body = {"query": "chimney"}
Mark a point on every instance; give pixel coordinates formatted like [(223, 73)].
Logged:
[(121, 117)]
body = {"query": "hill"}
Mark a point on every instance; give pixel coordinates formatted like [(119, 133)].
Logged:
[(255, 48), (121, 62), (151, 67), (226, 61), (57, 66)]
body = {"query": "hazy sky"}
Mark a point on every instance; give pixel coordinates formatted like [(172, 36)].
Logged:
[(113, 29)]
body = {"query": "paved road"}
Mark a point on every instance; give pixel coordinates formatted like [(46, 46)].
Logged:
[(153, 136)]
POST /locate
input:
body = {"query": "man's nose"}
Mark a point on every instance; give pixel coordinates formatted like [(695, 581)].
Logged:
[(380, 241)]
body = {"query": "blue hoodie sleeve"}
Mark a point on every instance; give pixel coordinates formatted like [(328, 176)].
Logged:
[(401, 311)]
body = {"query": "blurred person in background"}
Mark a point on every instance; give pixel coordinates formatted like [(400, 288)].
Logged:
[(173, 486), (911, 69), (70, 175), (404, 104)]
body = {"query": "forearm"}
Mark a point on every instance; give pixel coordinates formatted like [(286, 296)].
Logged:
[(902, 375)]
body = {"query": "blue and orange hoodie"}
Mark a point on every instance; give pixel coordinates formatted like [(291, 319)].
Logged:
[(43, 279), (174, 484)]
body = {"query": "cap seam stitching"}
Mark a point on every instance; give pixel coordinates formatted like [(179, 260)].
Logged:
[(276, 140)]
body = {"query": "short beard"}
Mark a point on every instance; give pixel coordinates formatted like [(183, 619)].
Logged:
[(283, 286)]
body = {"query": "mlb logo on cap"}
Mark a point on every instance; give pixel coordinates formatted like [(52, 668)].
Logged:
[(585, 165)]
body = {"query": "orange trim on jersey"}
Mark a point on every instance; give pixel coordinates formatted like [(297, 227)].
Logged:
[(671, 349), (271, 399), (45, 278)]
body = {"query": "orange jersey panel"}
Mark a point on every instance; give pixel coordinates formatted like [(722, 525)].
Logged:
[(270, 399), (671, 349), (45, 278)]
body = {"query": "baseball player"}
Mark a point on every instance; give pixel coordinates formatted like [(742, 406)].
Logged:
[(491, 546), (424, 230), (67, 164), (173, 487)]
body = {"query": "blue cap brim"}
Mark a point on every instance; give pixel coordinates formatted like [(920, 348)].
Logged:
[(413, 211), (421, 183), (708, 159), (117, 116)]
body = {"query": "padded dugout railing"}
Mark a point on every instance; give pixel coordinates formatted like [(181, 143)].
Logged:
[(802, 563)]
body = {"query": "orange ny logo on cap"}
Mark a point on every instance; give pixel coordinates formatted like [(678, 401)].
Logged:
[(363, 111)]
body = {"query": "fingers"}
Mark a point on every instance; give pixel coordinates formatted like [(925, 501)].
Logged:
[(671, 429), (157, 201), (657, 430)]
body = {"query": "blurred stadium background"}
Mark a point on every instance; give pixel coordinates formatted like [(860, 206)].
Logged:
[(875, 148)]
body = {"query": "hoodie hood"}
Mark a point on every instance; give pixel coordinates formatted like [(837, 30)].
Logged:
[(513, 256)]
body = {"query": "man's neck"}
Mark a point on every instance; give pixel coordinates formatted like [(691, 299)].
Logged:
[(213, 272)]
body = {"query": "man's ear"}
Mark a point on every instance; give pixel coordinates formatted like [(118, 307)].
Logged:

##########

__To do__: The answer must consist of every line from the data that holds the string "logo".

__Written response__:
body = {"query": "mlb logo on cap"}
body = {"query": "orange ny logo on cap"}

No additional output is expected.